[Object pointing dataset rows]
>> Begin
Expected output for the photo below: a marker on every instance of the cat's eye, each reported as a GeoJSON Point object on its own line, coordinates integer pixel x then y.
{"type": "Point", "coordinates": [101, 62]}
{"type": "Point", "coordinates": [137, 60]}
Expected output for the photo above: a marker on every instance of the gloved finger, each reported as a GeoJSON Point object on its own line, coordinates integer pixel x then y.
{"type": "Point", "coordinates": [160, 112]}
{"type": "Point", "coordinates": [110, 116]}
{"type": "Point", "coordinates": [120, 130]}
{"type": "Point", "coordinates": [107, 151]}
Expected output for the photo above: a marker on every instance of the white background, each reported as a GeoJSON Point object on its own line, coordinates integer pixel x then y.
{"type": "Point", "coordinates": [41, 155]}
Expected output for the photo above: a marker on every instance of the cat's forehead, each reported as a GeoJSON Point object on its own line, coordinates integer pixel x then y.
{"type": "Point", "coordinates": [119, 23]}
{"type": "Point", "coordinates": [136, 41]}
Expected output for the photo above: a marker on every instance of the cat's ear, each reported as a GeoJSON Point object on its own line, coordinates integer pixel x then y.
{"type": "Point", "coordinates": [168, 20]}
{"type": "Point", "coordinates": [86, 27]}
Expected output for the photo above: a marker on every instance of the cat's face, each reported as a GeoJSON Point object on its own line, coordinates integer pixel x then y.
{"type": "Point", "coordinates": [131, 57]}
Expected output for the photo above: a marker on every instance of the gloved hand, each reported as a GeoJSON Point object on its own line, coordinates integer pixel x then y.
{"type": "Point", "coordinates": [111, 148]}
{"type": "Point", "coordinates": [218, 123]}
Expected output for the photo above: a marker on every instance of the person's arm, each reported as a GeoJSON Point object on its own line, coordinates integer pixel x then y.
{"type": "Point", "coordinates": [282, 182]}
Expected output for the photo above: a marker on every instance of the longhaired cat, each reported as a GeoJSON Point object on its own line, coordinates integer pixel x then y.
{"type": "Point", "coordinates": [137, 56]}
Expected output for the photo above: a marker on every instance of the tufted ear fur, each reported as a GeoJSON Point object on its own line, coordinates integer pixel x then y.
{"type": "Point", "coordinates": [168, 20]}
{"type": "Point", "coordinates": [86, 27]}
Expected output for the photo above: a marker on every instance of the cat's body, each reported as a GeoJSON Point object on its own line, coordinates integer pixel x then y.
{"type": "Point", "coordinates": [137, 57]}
>> End
Direction: Rescale the listing starting at the line containing "of the longhaired" and ending at the end of the listing, writing out every line again with the requests included. Multiply each point coordinate by 1.3 and round to the nearest whole number, with halves rounded up.

Exercise answer:
Expected output for the photo above: a marker on every instance of the longhaired cat, each reported as a GeoJSON Point object on its own line, coordinates integer pixel x then y.
{"type": "Point", "coordinates": [178, 73]}
Expected output for the photo above: a marker on every instance of the tufted ear fur, each reported as a GeoJSON Point object on its own line, coordinates integer pixel x then y.
{"type": "Point", "coordinates": [218, 26]}
{"type": "Point", "coordinates": [112, 35]}
Expected output for the photo above: a marker on every instance of the cat's body, each reported as a GeoJSON Point object on its own line, coordinates integer pixel x then y.
{"type": "Point", "coordinates": [178, 74]}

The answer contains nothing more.